_Supplied passage_

In sum, Hopson can offer no credible evidence from which a rational trier of fact could determine that Continental’s explanation for its decision to terminate Hopson (and to retain Jordan) as part of a legitimate RIF was a pretext for intentional race and/or age discrimination. Accordingly, this Court grants Continental’s motion for summary judgment.
CONCLUSION
For the foregoing reasons, Continental’s motion for summary judgment is granted in its entirety. Hopson’s claims for race and sex discrimination are dismissed with prejudice.
. Grochocinski did not know Hopson, was unaware of her age, and did not know that she, in particular, would be discharged when he made the decision to phase out the MAC system.
. A third Continental employee, Peter Gonzalez, a Hispanic man employed in Continental's Specialty Operations Group, was also terminated as a result of CRG’s decision to do away with the MAC system.
. As this fact appears to be the only evidence offered by Hopson in support of her race discrimination claim, that claim must fail. The mere fact that Hopson is African-American and was terminated by Continental is not enough to raise the reasonable inference that Continental intentionally discriminated against Hopson because of her race. Such an inference is particularly unreasonable in light of the facts that (1) Jordan — the employee retained by Continental after the RIF — also is African-American, and (2) Shniderman, who was discharged along with Hopson, is Caucasian.

_What this exercise asks_
**1.** Answer these questions about the court opinion excerpt:
(a) Which Continental motion does the court grant, and to what extent?
(b) Who was the third Continental employee terminated as a result of CRG's decision to do away with the MAC system, and where was he employed?
(c) What race is Shniderman?
**2.** In the listing, rename "man's" to "athlete's" in the stretch from the line containing "Annotation task — locate each instance of the player's arm" through the end of the listing, and give only those lines again with everything else unchanged.

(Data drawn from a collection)

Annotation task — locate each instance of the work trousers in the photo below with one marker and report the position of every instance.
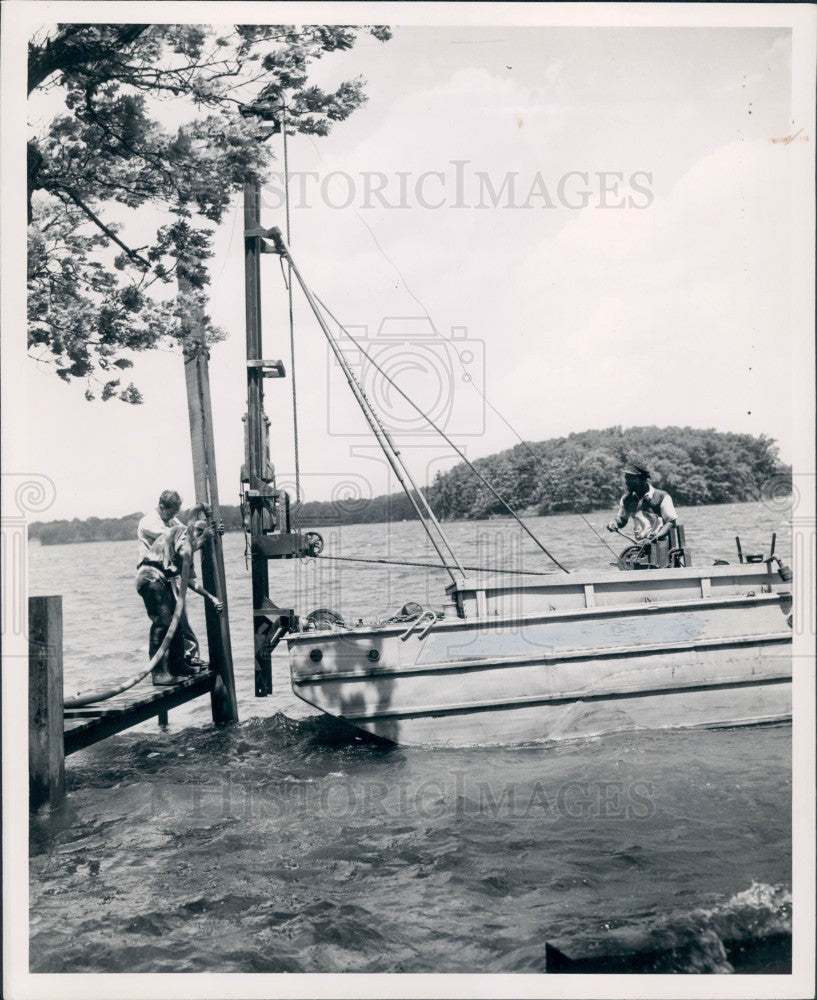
(157, 592)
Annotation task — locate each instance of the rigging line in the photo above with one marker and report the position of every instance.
(291, 324)
(382, 436)
(485, 399)
(442, 433)
(405, 562)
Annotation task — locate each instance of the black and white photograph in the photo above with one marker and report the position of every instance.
(408, 499)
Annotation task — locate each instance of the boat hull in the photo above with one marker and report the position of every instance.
(556, 675)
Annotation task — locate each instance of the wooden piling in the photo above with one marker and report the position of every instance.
(46, 752)
(197, 380)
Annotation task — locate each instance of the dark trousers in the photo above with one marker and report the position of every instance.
(157, 592)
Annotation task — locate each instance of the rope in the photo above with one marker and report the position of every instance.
(442, 433)
(381, 434)
(485, 399)
(406, 562)
(291, 323)
(87, 699)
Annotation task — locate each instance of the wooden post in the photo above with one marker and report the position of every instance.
(46, 749)
(197, 381)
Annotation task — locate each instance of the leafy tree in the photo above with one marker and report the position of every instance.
(102, 283)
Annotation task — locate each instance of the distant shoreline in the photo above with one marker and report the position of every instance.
(311, 526)
(577, 474)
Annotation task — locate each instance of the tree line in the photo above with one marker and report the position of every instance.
(577, 473)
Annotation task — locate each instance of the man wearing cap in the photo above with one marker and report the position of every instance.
(155, 527)
(652, 510)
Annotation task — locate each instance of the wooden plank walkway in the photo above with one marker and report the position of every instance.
(92, 723)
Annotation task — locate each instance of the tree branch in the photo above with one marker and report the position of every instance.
(98, 222)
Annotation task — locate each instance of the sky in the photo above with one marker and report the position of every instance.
(540, 230)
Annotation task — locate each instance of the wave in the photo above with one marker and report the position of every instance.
(750, 932)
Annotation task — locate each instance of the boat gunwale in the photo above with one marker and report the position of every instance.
(575, 654)
(603, 610)
(565, 699)
(591, 577)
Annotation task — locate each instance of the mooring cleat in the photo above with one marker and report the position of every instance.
(161, 678)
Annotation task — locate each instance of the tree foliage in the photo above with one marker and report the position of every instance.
(102, 279)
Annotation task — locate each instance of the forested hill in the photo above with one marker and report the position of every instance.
(581, 472)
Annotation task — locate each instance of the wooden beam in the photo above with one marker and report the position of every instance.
(256, 455)
(46, 753)
(197, 382)
(81, 732)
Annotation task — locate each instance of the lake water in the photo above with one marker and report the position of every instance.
(289, 843)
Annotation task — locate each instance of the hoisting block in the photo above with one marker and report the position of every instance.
(269, 369)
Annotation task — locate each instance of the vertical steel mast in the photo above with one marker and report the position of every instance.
(265, 509)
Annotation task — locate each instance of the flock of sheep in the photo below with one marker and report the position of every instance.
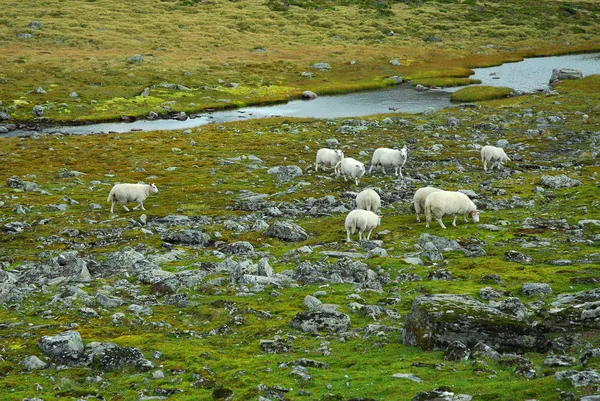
(432, 201)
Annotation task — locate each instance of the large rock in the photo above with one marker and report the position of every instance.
(559, 74)
(316, 321)
(287, 231)
(65, 348)
(435, 321)
(186, 237)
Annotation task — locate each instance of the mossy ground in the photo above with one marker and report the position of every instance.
(84, 47)
(359, 366)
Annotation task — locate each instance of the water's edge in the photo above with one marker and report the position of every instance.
(526, 76)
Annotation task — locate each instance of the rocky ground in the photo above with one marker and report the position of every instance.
(236, 282)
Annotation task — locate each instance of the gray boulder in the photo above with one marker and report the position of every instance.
(558, 181)
(286, 231)
(435, 321)
(65, 348)
(285, 173)
(318, 321)
(559, 74)
(186, 237)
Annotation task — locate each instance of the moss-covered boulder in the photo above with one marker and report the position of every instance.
(435, 321)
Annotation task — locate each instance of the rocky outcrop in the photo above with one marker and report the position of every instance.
(435, 321)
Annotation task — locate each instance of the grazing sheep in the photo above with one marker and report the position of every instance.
(328, 157)
(448, 203)
(362, 221)
(493, 154)
(389, 157)
(350, 167)
(419, 199)
(368, 200)
(124, 193)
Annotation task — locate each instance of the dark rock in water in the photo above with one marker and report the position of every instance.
(287, 231)
(309, 95)
(186, 237)
(456, 351)
(316, 321)
(435, 321)
(518, 257)
(559, 74)
(558, 181)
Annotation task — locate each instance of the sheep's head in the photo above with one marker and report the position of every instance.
(474, 215)
(404, 152)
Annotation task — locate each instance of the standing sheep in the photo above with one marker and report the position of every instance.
(493, 154)
(389, 157)
(419, 199)
(368, 200)
(328, 157)
(124, 193)
(362, 221)
(350, 167)
(448, 203)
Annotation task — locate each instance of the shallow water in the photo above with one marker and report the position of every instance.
(528, 75)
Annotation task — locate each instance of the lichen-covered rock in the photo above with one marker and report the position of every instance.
(65, 348)
(316, 321)
(435, 321)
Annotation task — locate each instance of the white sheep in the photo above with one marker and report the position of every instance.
(368, 200)
(124, 193)
(419, 199)
(328, 158)
(384, 157)
(350, 167)
(493, 154)
(448, 203)
(362, 221)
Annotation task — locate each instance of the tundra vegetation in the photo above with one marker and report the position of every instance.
(205, 337)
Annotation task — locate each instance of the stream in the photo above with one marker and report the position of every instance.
(529, 75)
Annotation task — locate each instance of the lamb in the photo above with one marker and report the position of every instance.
(448, 203)
(362, 221)
(350, 167)
(493, 154)
(124, 193)
(368, 200)
(389, 157)
(328, 157)
(419, 199)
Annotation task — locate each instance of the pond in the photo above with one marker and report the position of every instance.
(528, 75)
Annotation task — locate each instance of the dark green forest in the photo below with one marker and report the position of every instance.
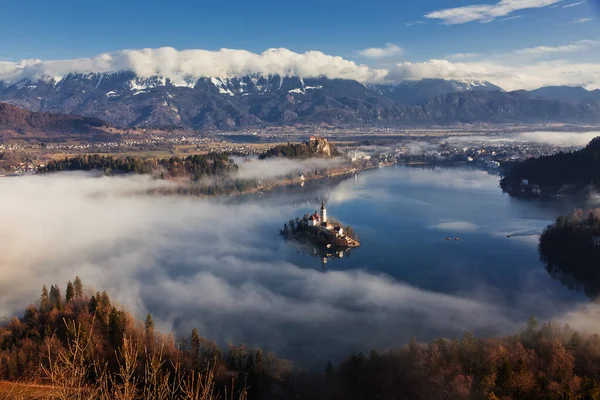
(82, 343)
(87, 341)
(567, 250)
(194, 167)
(568, 173)
(301, 150)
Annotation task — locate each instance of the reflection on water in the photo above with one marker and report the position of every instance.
(321, 252)
(570, 249)
(220, 265)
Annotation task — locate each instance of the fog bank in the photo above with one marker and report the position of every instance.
(198, 262)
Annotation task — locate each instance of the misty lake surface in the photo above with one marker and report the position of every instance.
(403, 216)
(219, 264)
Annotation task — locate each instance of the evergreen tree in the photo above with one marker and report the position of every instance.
(117, 322)
(55, 297)
(45, 300)
(195, 347)
(93, 305)
(70, 292)
(78, 287)
(149, 330)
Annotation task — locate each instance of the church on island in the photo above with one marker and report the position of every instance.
(319, 229)
(320, 220)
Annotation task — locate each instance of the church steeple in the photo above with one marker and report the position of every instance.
(323, 212)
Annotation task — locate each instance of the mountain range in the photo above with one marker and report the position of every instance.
(18, 123)
(126, 100)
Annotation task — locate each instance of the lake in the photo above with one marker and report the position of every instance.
(221, 266)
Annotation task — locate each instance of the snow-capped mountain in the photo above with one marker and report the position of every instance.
(124, 99)
(419, 92)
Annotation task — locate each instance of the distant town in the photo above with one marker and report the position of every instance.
(481, 149)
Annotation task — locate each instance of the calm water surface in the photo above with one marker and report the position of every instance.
(403, 216)
(406, 279)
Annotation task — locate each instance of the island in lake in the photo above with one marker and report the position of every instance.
(322, 233)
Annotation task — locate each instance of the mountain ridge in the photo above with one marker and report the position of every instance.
(226, 103)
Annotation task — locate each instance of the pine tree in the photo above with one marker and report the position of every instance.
(117, 322)
(44, 300)
(195, 347)
(149, 330)
(55, 297)
(78, 286)
(93, 305)
(70, 292)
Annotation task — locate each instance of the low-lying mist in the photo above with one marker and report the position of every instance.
(280, 167)
(200, 262)
(563, 139)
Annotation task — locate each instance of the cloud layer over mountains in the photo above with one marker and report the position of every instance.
(183, 66)
(180, 65)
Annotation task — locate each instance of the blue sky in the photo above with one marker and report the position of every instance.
(73, 28)
(406, 31)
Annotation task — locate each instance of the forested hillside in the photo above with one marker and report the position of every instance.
(562, 173)
(86, 347)
(567, 248)
(194, 167)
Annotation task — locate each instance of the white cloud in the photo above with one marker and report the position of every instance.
(574, 4)
(463, 56)
(575, 46)
(509, 77)
(511, 18)
(390, 49)
(485, 12)
(513, 70)
(179, 65)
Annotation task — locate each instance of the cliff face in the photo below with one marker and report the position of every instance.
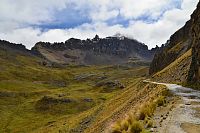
(194, 73)
(110, 50)
(179, 43)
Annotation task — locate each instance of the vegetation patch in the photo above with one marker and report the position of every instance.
(141, 121)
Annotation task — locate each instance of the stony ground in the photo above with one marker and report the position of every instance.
(181, 115)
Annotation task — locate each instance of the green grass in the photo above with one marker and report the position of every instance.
(141, 120)
(24, 82)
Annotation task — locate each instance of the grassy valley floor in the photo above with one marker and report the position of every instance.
(38, 98)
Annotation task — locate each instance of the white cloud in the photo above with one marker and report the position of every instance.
(17, 18)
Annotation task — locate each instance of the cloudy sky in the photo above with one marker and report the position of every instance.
(149, 21)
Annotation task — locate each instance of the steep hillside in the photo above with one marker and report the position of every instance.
(39, 98)
(167, 58)
(96, 51)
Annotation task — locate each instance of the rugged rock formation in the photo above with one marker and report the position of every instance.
(194, 73)
(5, 45)
(179, 43)
(109, 50)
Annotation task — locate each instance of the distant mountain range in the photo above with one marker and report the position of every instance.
(96, 51)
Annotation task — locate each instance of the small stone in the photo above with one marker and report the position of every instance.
(151, 130)
(187, 103)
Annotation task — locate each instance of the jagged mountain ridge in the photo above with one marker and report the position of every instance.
(178, 48)
(96, 51)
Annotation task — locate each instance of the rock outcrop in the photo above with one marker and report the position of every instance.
(96, 51)
(186, 38)
(194, 73)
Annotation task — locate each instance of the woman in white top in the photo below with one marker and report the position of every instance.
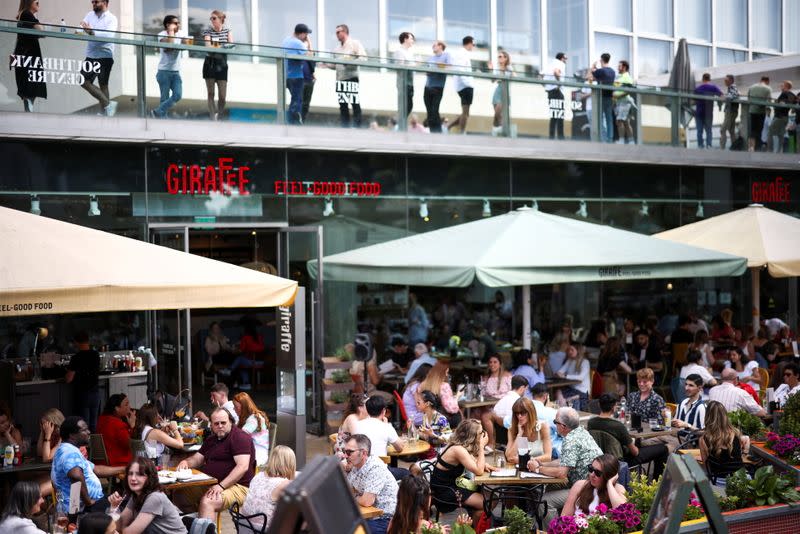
(600, 487)
(524, 424)
(155, 439)
(267, 486)
(746, 368)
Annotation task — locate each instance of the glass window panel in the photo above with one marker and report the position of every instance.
(466, 17)
(519, 30)
(237, 17)
(698, 56)
(363, 23)
(415, 16)
(618, 46)
(567, 32)
(731, 21)
(149, 15)
(277, 19)
(654, 16)
(767, 28)
(654, 57)
(694, 19)
(726, 56)
(613, 13)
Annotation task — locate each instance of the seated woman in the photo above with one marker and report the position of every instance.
(600, 487)
(155, 440)
(463, 453)
(255, 422)
(267, 486)
(433, 424)
(23, 503)
(524, 424)
(722, 445)
(116, 424)
(149, 509)
(49, 437)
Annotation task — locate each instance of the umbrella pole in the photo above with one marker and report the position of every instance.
(526, 317)
(755, 280)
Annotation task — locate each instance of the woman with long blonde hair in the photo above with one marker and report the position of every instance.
(524, 424)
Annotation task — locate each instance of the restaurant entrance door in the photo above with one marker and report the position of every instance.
(177, 336)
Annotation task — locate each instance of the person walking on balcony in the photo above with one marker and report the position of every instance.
(704, 110)
(731, 112)
(347, 84)
(169, 66)
(99, 22)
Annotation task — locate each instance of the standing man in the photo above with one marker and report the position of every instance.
(464, 84)
(295, 45)
(731, 111)
(758, 112)
(405, 56)
(100, 23)
(623, 102)
(347, 76)
(780, 118)
(169, 66)
(704, 110)
(228, 455)
(605, 75)
(555, 98)
(434, 86)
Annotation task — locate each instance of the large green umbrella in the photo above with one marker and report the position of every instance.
(523, 248)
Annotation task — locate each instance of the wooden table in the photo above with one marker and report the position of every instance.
(370, 512)
(468, 405)
(410, 448)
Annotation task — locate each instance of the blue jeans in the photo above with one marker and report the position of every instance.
(295, 86)
(168, 81)
(379, 524)
(703, 125)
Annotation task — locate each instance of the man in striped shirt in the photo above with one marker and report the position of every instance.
(732, 397)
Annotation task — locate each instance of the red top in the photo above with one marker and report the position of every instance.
(117, 438)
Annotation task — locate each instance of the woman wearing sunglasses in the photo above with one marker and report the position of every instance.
(600, 487)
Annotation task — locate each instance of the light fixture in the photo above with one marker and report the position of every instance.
(328, 211)
(700, 212)
(582, 211)
(35, 209)
(94, 206)
(487, 208)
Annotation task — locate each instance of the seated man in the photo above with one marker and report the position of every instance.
(372, 483)
(632, 454)
(577, 453)
(228, 455)
(70, 466)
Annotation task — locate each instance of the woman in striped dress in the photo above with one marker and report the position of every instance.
(215, 67)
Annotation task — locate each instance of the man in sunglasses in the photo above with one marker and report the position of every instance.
(371, 481)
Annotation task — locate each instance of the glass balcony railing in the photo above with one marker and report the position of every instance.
(192, 79)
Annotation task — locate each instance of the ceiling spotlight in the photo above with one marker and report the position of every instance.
(94, 206)
(35, 205)
(582, 211)
(700, 212)
(328, 211)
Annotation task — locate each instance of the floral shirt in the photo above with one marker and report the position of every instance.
(650, 408)
(374, 477)
(577, 453)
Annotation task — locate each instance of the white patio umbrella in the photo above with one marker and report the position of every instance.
(765, 237)
(522, 248)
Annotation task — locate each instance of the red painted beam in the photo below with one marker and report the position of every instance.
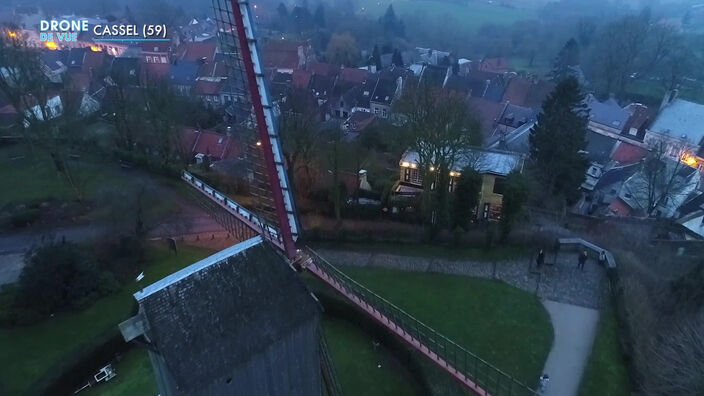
(277, 195)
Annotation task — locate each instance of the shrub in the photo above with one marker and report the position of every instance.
(58, 276)
(25, 217)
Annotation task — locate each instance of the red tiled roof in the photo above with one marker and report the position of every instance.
(627, 153)
(202, 87)
(213, 144)
(300, 79)
(194, 52)
(619, 208)
(356, 76)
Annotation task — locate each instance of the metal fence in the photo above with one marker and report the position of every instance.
(477, 374)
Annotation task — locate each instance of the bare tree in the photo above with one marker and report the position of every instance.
(661, 179)
(441, 130)
(41, 112)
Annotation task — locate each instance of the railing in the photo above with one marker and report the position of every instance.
(253, 221)
(332, 384)
(475, 373)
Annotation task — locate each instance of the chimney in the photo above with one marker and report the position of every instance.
(670, 96)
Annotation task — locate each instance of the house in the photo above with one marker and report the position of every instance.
(527, 92)
(358, 121)
(513, 117)
(493, 165)
(204, 145)
(197, 51)
(494, 65)
(680, 126)
(240, 322)
(156, 52)
(633, 198)
(183, 75)
(517, 141)
(285, 56)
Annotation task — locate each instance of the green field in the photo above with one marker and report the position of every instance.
(362, 368)
(29, 354)
(499, 253)
(501, 324)
(134, 377)
(606, 372)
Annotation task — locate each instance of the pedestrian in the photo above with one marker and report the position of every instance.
(602, 258)
(540, 260)
(582, 259)
(543, 382)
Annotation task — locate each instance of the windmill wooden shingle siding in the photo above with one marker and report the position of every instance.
(237, 323)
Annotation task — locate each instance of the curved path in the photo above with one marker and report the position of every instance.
(575, 328)
(571, 297)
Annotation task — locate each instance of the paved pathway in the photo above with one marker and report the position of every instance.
(575, 328)
(572, 297)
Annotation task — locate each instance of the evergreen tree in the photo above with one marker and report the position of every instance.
(558, 139)
(469, 185)
(376, 57)
(397, 59)
(514, 198)
(566, 60)
(319, 16)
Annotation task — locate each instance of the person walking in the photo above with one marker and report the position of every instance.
(582, 260)
(602, 258)
(540, 260)
(543, 383)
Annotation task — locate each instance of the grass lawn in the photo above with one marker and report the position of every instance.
(29, 353)
(432, 251)
(134, 377)
(503, 325)
(357, 363)
(606, 372)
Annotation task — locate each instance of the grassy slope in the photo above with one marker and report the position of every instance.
(503, 325)
(134, 377)
(431, 251)
(606, 372)
(28, 353)
(357, 363)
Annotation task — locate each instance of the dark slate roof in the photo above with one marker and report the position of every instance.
(599, 147)
(607, 113)
(615, 175)
(434, 75)
(321, 86)
(384, 91)
(184, 72)
(218, 313)
(515, 116)
(693, 204)
(126, 69)
(76, 56)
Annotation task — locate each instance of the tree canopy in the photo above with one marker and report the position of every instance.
(558, 140)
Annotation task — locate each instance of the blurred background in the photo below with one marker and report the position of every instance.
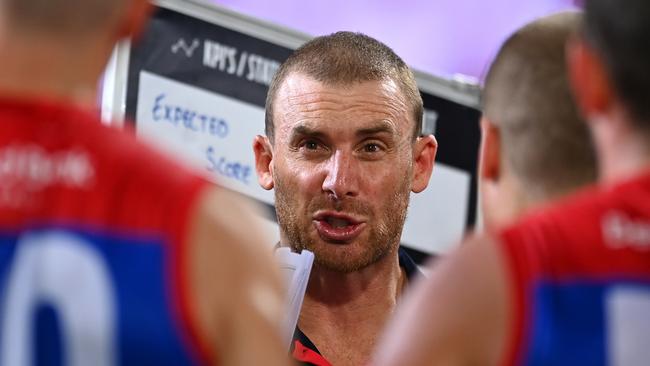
(441, 37)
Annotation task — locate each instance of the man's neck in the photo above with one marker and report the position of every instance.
(623, 152)
(50, 70)
(343, 313)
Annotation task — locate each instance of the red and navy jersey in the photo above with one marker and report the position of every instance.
(581, 278)
(93, 239)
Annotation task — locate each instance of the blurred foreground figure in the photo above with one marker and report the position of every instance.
(535, 146)
(571, 284)
(109, 253)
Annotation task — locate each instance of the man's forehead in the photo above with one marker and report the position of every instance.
(300, 86)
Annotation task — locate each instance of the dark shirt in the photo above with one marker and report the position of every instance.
(305, 351)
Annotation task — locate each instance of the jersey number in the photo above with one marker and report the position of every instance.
(67, 273)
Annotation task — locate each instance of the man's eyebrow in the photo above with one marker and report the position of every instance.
(303, 130)
(380, 127)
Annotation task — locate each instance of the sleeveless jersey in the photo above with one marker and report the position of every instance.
(581, 278)
(93, 230)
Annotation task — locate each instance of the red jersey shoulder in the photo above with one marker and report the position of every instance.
(88, 171)
(598, 232)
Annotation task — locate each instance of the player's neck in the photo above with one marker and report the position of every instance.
(343, 314)
(623, 152)
(42, 69)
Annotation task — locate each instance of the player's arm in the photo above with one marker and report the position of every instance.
(457, 316)
(240, 297)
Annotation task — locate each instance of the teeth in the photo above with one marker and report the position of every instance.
(337, 223)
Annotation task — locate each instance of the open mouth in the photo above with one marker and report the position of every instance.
(337, 228)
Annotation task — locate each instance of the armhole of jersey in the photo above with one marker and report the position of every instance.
(202, 350)
(516, 333)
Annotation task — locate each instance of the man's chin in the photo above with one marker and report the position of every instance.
(343, 258)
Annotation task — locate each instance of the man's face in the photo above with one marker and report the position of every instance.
(342, 169)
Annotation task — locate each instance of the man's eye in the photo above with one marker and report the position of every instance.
(372, 148)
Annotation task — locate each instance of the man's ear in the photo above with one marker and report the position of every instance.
(424, 155)
(490, 159)
(588, 78)
(263, 161)
(134, 18)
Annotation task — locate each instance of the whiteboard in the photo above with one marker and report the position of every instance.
(195, 86)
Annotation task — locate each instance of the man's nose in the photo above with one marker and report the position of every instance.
(341, 178)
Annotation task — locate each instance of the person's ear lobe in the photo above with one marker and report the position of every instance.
(490, 159)
(263, 161)
(424, 156)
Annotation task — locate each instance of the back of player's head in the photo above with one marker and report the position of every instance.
(344, 58)
(620, 33)
(544, 142)
(60, 17)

_Expected outputs_
**1.**
(a) Continental's motion for summary judgment, granted in its entirety.
(b) Peter Gonzalez, a Hispanic man employed in Continental's Specialty Operations Group.
(c) Caucasian.

**2.**
Annotation task — locate each instance of the player's arm in the photo above with one marker and report the position of every instance.
(457, 316)
(240, 297)
Annotation task — locate each instance of the teeth in the photo above with one marker and report the position of every instance.
(337, 223)
Annotation task — locate each instance of the open mouth in the photo above with one marker and report the position of every instance.
(337, 228)
Annotation task — locate each instance of the armhole of jersey in the photo above with one marker and report the position of every instance.
(202, 350)
(516, 333)
Annotation task — locate each instance of the athlete's chin in the photo above with one marker and report the position of every instance.
(343, 258)
Annotation task — locate each instance of the athlete's face in the photo above with one marker and report the position of every instance.
(342, 169)
Annotation task — locate each instance of the athlete's eye in the photo above with one marker and report the position of every instance.
(372, 148)
Annotation task — locate each instance of the athlete's ear in the photo above with one marker and report the position of every instance.
(424, 155)
(490, 159)
(588, 78)
(263, 161)
(134, 18)
Annotation task — locate each instance of the whiteboard in the photo above with one marker and report the position of every instance.
(195, 86)
Annotation task — locate each instance of the athlete's nose in the photo above with one marker and report the position of every instance.
(341, 178)
Annotation task — locate each instance of the person's ear lobe in the photo above with one marker and report the position of every instance.
(490, 159)
(263, 161)
(424, 156)
Annotation task — locate each instance of the back of player's head in the photo above with one marker and report the position of every instance.
(344, 58)
(620, 33)
(544, 142)
(60, 17)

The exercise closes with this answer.